This is an automated email from the ASF dual-hosted git repository.
bnolsen pushed a commit to branch master
in repository https://gitbox.apache.org/repos/asf/trafficserver.git
The following commit(s) were added to refs/heads/master by this push:
new 94f366de20 fix race condition with session thread migration (#10897)
94f366de20 is described below
commit 94f366de200d9dab31e3755a188a5e6290b1ade2
Author: Brian Olsen <[email protected]>
AuthorDate: Thu Feb 1 09:03:40 2024 -0700
fix race condition with session thread migration (#10897)
* fix race condition with session thread migration
* document why event_loop could be null
* do less work if per thread session pool
* remove extra unecessasry do_io_write call in critical section
---
src/iocore/net/EventIO.cc | 12 ++-
src/iocore/net/UnixNetVConnection.cc | 6 --
src/proxy/http/HttpSessionManager.cc | 154 ++++++++++++++++++-----------------
3 files changed, 90 insertions(+), 82 deletions(-)

* **Records from a point labeling set**:
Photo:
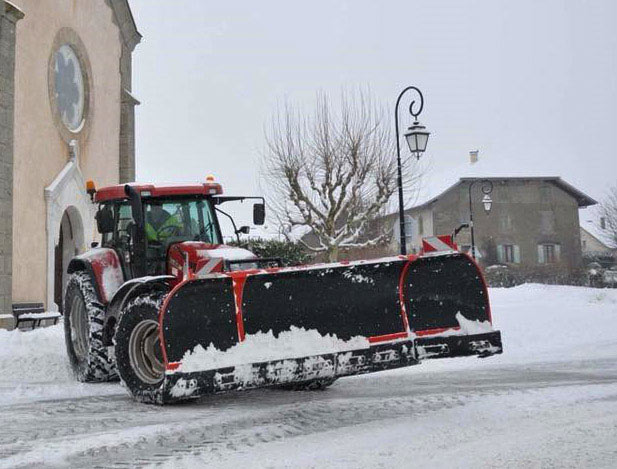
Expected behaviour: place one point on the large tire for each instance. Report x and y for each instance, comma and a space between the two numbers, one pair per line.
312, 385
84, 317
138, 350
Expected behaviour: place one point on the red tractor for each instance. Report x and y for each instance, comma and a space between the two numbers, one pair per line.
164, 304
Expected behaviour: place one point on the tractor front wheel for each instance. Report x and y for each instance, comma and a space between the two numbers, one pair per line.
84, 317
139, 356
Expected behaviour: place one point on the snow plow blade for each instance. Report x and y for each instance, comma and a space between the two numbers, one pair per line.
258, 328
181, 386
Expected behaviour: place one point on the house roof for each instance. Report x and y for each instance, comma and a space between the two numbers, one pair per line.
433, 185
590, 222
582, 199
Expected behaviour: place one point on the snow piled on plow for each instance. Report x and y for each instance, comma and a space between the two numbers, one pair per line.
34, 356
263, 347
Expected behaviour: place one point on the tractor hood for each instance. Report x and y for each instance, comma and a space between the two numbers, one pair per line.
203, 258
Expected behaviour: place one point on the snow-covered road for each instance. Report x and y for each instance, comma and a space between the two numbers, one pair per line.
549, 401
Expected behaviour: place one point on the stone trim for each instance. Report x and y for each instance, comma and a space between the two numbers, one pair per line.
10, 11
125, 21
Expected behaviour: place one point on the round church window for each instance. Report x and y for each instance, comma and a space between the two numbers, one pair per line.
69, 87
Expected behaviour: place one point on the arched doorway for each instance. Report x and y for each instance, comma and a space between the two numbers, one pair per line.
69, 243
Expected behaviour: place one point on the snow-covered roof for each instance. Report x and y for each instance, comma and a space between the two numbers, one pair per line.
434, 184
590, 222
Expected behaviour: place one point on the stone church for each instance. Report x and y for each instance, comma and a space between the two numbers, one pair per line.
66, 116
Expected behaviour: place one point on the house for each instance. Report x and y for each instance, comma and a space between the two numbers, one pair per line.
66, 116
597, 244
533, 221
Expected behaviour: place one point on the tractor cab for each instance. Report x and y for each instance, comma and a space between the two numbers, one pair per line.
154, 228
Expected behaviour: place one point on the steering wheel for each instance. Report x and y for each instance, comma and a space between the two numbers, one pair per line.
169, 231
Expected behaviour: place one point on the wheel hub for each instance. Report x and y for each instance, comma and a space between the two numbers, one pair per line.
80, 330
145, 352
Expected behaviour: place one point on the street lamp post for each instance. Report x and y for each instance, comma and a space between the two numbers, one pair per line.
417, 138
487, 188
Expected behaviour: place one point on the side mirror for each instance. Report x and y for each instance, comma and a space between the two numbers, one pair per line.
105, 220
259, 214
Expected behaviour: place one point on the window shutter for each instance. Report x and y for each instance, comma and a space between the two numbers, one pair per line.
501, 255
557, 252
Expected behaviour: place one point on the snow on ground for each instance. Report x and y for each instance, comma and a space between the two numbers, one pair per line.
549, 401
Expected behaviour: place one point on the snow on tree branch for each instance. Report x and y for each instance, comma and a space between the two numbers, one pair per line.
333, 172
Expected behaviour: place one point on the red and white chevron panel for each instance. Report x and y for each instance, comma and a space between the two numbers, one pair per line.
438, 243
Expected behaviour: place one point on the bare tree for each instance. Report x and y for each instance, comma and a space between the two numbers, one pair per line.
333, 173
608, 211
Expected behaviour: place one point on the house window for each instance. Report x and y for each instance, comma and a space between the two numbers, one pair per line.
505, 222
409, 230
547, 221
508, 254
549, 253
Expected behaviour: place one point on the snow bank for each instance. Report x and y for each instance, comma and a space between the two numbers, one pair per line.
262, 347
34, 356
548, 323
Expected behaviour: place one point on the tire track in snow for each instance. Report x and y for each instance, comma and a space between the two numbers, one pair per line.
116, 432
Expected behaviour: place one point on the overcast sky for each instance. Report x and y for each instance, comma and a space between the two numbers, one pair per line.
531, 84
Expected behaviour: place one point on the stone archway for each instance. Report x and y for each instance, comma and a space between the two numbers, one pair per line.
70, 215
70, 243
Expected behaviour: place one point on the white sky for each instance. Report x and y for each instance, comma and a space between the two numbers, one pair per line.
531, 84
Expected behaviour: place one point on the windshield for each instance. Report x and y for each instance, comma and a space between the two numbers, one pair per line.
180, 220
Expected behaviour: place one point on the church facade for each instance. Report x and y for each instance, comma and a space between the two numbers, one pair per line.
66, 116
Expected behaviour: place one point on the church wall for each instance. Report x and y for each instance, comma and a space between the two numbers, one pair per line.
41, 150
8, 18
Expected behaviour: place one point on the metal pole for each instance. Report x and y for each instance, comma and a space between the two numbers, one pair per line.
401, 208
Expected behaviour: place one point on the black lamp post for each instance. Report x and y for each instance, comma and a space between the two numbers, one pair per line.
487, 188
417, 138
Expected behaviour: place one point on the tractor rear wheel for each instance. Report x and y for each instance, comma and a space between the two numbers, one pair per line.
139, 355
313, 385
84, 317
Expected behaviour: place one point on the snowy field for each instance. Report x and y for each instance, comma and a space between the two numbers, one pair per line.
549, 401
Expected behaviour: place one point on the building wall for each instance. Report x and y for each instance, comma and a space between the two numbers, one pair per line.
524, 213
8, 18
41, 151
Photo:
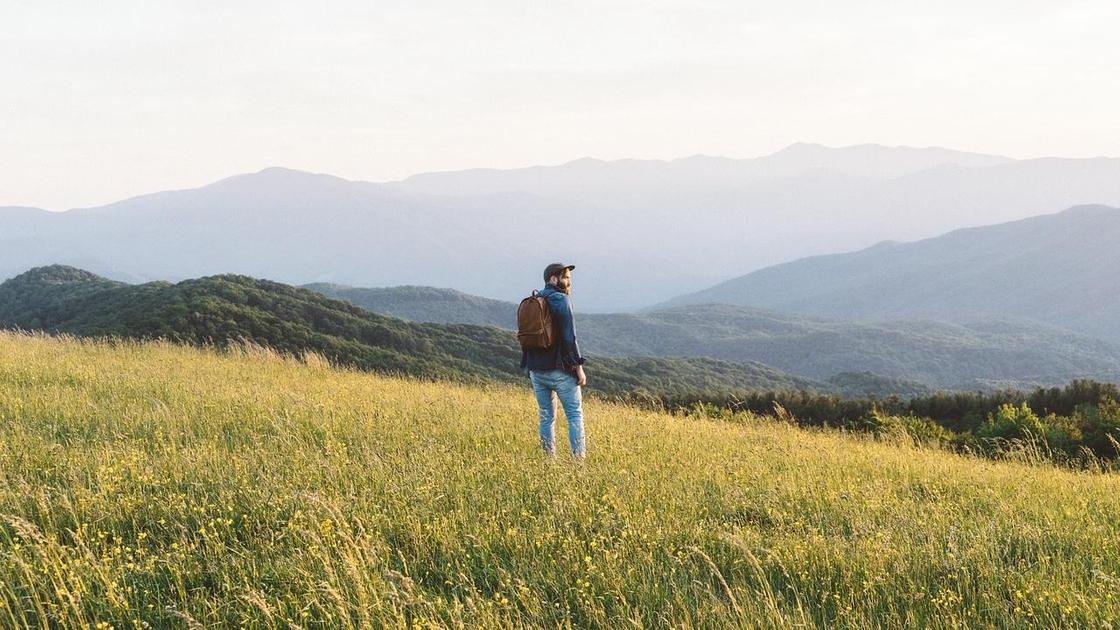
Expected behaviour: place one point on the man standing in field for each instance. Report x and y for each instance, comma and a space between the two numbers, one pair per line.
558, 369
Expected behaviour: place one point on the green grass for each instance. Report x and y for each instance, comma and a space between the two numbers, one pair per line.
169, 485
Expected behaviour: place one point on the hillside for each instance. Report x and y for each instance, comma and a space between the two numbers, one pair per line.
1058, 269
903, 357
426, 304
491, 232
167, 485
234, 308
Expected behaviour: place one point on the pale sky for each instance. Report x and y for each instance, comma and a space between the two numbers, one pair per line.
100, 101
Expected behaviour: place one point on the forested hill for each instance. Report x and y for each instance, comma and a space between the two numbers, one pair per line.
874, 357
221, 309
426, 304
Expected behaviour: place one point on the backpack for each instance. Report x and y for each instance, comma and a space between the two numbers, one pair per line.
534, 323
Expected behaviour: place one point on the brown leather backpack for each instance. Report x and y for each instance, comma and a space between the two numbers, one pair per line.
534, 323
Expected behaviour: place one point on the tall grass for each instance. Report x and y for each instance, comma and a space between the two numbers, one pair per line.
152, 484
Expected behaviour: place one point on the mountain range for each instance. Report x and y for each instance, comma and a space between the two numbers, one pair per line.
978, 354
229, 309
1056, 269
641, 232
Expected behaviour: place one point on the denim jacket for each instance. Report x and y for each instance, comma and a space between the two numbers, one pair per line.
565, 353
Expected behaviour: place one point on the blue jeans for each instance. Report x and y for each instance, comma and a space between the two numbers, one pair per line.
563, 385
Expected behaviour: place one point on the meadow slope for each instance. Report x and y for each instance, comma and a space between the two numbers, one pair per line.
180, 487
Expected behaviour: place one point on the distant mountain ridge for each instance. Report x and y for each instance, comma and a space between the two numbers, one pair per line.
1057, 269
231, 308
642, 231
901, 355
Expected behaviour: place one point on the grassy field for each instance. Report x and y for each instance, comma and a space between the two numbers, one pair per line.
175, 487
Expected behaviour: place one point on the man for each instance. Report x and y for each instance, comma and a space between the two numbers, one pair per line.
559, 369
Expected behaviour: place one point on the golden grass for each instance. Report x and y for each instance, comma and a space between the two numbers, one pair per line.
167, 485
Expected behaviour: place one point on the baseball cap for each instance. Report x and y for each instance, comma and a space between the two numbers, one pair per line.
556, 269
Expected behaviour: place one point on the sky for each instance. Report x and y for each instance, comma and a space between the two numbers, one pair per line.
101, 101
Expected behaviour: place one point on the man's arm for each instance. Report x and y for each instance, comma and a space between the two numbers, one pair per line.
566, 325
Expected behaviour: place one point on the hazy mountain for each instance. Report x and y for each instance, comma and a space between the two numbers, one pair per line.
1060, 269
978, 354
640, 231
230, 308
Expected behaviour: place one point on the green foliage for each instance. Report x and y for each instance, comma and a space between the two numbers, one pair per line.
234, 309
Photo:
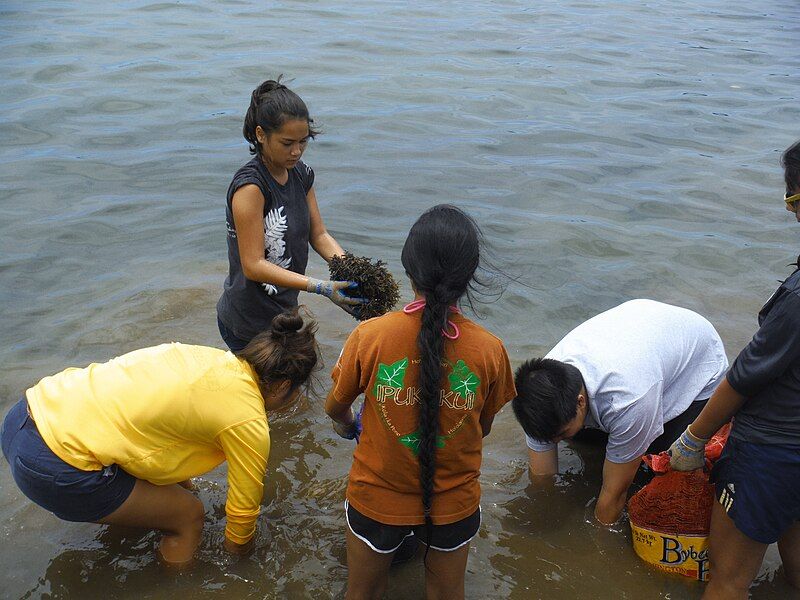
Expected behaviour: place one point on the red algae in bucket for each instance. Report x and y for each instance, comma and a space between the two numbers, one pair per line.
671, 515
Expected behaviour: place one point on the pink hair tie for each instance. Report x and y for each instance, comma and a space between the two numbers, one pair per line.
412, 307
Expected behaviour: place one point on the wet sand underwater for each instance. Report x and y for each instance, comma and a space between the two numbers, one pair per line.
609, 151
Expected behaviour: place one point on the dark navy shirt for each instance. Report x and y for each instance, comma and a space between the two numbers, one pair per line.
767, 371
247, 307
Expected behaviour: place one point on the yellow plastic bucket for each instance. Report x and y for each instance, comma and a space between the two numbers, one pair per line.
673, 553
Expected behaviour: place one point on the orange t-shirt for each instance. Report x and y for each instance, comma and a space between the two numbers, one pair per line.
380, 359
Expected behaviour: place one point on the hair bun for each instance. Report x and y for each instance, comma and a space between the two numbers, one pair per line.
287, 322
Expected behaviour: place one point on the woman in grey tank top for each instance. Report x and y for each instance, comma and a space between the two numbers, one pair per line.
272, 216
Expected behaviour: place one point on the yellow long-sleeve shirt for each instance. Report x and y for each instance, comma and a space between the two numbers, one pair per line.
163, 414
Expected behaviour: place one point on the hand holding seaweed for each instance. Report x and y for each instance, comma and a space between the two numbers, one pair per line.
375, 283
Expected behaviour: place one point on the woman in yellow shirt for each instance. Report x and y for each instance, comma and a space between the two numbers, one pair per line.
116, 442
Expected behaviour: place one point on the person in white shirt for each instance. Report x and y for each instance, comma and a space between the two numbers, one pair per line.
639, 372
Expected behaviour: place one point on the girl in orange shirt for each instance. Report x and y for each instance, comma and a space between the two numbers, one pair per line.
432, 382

* **TASKS TO COMPLETE**:
1. According to the Traffic Server commit email, how many files were changed, and how many insertions and deletions were made?
2. Translate this sentence from the Traffic Server commit email into Spanish: "This is an automated email from the ASF dual-hosted git repository."
3. Carry on the Traffic Server commit email from the point where it stops.

* **RESULTS BY TASK**:
1. Three files were changed, with 90 insertions and 82 deletions.

2. Este es un correo electrónico automático del repositorio git de doble alojamiento de la ASF.

3.
diff --git a/src/iocore/net/EventIO.cc b/src/iocore/net/EventIO.cc
index 0ec7ff2078..29c9aefcd0 100644
--- a/src/iocore/net/EventIO.cc
+++ b/src/iocore/net/EventIO.cc
@@ -64,7 +64,11 @@ EventIO::modify(int e)
return 0;
}
- ink_assert(event_loop);
+ // Session migration may result in this condition.
+ if (nullptr == event_loop) {
+ return 1;
+ }
+
#if TS_USE_EPOLL && !defined(USE_EDGE_TRIGGER)
struct epoll_event ev;
memset(&ev, 0, sizeof(ev));
@@ -117,7 +121,11 @@ EventIO::refresh(int e)
return 0;
}
- ink_assert(event_loop);
+ // Session migration may result in this condition.
+ if (nullptr == event_loop) {
+ return 1;
+ }
+
#if TS_USE_KQUEUE && defined(USE_EDGE_TRIGGER)
e = e & events;
struct kevent ev[2];
diff --git a/src/iocore/net/UnixNetVConnection.cc
b/src/iocore/net/UnixNetVConnection.cc
index cc5bc933ee..8cec52fd4a 100644
--- a/src/iocore/net/UnixNetVConnection.cc
+++ b/src/iocore/net/UnixNetVConnection.cc
@@ -1373,12 +1373,6 @@ UnixNetVConnection::migrateToCurrentThread(Continuation
*cont, EThread *t)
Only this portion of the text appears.